§ Records supplied:
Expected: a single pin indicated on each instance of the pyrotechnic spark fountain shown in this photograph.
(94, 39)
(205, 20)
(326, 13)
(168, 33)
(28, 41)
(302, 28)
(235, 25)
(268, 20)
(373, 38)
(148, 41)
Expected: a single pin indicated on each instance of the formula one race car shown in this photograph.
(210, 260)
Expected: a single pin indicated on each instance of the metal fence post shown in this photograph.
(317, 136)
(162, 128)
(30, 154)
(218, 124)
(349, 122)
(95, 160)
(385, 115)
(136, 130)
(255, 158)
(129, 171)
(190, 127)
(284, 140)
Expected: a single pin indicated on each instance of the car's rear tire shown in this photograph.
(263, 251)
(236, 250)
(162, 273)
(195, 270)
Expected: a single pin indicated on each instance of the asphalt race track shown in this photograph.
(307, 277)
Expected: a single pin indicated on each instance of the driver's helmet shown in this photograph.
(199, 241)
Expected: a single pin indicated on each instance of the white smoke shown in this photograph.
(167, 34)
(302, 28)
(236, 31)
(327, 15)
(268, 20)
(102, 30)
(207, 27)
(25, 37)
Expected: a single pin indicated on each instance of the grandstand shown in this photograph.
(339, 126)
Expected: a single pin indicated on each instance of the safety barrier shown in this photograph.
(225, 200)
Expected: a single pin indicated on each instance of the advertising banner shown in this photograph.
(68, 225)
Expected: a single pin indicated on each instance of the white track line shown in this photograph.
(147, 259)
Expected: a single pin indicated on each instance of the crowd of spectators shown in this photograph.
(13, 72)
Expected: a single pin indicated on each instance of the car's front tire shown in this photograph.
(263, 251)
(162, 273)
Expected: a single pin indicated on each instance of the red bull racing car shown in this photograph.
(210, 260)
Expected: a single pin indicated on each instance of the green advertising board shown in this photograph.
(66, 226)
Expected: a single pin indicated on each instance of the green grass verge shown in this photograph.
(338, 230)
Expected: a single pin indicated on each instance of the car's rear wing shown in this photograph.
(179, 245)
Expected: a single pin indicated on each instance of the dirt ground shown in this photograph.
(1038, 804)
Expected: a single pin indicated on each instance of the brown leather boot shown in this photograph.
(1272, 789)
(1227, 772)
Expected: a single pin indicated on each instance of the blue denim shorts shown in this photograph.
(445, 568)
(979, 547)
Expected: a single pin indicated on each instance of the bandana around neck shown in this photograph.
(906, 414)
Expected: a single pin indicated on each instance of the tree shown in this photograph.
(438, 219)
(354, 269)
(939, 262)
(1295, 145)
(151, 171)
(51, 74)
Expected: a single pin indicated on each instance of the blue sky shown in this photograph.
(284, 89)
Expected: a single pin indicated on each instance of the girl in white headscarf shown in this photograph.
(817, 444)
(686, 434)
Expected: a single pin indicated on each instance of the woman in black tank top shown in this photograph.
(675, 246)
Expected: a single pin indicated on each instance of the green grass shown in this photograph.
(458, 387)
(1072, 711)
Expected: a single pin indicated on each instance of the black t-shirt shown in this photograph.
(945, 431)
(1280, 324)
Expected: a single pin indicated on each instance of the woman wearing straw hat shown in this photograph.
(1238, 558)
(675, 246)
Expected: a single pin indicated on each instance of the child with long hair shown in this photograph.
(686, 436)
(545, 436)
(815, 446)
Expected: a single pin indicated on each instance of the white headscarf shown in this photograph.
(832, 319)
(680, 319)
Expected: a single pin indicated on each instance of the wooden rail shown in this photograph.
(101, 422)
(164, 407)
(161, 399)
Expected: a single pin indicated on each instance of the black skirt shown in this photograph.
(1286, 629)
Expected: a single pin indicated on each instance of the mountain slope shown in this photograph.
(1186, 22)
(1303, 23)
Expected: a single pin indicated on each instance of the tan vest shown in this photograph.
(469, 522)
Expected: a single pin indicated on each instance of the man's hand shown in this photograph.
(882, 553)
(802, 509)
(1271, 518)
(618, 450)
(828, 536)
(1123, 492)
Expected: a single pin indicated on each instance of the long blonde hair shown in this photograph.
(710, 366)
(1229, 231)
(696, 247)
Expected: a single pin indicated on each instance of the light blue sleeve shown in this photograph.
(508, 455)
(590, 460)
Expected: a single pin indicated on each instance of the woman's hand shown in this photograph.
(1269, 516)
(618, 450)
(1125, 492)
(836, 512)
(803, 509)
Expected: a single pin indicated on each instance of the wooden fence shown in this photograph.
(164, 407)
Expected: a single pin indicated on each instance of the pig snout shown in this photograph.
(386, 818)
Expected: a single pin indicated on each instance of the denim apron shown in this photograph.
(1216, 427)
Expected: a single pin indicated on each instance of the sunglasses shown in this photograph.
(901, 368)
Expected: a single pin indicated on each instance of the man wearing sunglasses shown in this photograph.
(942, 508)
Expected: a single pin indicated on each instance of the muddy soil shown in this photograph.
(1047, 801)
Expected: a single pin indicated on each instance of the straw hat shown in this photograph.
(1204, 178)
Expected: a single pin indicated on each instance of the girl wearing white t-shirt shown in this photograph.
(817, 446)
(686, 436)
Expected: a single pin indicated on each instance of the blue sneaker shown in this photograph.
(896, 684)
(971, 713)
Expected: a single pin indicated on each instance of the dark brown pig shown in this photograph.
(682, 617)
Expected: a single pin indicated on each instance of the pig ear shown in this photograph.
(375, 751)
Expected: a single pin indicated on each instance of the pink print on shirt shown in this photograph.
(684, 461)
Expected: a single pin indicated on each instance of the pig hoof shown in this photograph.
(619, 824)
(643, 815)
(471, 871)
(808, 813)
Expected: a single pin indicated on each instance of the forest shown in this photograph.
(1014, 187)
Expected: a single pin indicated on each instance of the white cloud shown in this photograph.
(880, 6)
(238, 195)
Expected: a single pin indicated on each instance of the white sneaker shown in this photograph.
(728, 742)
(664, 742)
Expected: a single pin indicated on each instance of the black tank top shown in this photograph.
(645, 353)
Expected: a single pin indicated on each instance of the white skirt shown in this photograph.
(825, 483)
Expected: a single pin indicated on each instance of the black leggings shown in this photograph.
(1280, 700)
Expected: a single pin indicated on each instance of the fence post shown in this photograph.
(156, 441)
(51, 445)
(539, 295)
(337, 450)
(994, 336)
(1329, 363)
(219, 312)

§ Goal of the exercise: Produce an exact copy of the lines from the one containing "the black tank top shown in this photograph." through the last line, and of nothing else.

§ Written response:
Expected: a single pin indicated on each instance of the black tank top shown in this photograph.
(645, 353)
Expected: a single pin indicated on each instance of the white skirt shown in this photograph.
(825, 483)
Expected: a single pin indicated on each instance of the black leggings shown in this photograph.
(1280, 700)
Expected: a single pin indicated on each instance of the fence post shown in this photograph.
(156, 441)
(51, 445)
(539, 295)
(337, 450)
(994, 336)
(1329, 363)
(219, 312)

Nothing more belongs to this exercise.